| Problem to work on |
Starting with the line that contains "of the distant" and going on through the line that contains "[(379, 114)]", swap "thickest" for "widest" in the records below. Give back only those lines, with everything else left unchanged.

| Point labeling data based on photos |

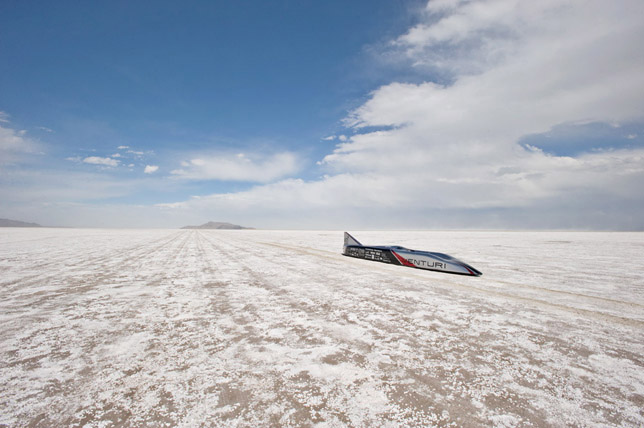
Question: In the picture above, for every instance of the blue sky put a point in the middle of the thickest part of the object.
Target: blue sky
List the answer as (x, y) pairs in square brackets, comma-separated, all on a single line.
[(306, 114)]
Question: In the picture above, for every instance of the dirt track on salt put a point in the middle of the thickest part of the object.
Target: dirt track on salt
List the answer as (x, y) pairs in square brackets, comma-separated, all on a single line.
[(103, 328)]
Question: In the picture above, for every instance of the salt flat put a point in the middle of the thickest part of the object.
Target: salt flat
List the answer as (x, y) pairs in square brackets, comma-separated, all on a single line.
[(103, 328)]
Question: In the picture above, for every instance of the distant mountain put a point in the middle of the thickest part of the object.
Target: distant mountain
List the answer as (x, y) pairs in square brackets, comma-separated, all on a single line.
[(217, 225), (15, 223)]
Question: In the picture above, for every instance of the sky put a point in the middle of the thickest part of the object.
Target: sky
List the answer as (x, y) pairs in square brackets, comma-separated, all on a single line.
[(379, 114)]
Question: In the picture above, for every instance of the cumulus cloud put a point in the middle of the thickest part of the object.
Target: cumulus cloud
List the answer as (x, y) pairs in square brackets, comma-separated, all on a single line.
[(97, 160), (449, 147), (239, 167)]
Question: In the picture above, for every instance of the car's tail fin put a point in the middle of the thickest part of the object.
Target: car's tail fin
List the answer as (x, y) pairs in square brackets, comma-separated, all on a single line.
[(350, 240)]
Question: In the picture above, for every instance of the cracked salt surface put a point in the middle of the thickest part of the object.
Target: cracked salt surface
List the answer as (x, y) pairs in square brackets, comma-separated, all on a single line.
[(105, 328)]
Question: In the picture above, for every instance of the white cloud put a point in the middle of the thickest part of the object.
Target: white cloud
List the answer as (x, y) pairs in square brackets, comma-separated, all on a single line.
[(97, 160), (15, 145), (449, 149), (239, 167)]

| Answer in full |
Question: In the picture above, for every instance of the distant mountain put a point in the middle of the widest part of the object.
Target: distant mountain
List the answer as (x, y) pairs in square brackets, comma-separated, all on a single line.
[(217, 225), (15, 223)]
Question: In the picture above, for every instance of the sky put a point in the middle of the widest part of the object.
Target: sky
List the answer as (x, y) pairs in square brackets, comma-separated, all on a single line.
[(379, 114)]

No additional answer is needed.